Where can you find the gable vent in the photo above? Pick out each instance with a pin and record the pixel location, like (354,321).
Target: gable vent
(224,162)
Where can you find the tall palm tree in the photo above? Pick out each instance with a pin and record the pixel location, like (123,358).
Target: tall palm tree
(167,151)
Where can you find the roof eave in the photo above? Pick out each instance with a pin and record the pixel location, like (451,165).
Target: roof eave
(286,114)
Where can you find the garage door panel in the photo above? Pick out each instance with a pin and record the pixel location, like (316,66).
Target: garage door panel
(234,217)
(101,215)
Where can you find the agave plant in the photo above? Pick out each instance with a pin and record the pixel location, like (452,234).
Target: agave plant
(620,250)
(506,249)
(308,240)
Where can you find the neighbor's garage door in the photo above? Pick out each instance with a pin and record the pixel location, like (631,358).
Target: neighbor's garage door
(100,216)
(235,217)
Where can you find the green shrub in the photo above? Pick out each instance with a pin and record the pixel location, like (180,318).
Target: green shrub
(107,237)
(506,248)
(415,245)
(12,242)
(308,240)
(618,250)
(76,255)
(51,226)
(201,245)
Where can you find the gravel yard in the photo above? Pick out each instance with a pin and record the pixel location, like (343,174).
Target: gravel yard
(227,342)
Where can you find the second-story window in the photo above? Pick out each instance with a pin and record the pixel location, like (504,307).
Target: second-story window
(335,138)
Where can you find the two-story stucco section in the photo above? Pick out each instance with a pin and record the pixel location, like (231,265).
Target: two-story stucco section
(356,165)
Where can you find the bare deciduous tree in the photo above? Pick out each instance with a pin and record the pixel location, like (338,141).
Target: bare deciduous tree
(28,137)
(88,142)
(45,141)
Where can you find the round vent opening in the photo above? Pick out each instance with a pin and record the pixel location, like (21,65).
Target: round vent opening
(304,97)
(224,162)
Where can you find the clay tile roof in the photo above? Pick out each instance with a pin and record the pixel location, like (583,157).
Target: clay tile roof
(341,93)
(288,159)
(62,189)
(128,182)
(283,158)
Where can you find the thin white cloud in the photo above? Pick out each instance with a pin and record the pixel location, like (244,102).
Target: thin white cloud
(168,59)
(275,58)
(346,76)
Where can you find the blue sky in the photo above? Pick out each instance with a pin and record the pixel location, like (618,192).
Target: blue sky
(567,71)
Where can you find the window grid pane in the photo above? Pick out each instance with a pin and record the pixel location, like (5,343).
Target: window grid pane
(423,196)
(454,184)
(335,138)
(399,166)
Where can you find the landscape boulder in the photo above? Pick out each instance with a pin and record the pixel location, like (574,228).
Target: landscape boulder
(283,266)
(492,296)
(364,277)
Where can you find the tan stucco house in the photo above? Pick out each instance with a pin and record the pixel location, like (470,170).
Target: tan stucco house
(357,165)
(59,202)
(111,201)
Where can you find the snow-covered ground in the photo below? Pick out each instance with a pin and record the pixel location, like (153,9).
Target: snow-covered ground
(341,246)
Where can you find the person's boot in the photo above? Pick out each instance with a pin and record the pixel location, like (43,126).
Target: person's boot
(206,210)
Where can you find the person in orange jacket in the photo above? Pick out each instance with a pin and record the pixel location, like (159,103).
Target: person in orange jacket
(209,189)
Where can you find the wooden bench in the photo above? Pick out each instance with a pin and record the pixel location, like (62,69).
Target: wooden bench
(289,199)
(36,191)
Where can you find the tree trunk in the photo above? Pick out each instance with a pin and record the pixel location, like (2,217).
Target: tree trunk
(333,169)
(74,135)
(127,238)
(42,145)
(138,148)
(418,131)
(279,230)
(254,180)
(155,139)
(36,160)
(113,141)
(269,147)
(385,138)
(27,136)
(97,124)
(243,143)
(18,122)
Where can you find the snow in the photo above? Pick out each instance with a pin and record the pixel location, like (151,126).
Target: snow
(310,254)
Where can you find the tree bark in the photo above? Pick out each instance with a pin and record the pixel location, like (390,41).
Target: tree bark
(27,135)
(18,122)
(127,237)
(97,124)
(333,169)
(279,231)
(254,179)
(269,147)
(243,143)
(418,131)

- - - - -

▸ Goal of the exercise:
Would you please repeat exactly the lines above, starting at the line with "Where can you find the agave" and stopping at the line with "Where can you find the green", both included?

▸ Exercise solution:
Where can you find the agave plant in the photo above? Pick out each instance with a pin and record the pixel location, like (452,234).
Target: agave plant
(620,250)
(506,249)
(308,240)
Where can you find the neighbor's garage door in the photo above? Pick out each instance with a pin and record the pixel location, like (631,358).
Target: neighbor's garage door
(100,216)
(235,217)
Where can you find the green shrub in the photo above? Pick out each instance with a pin and record the pixel location, like (180,318).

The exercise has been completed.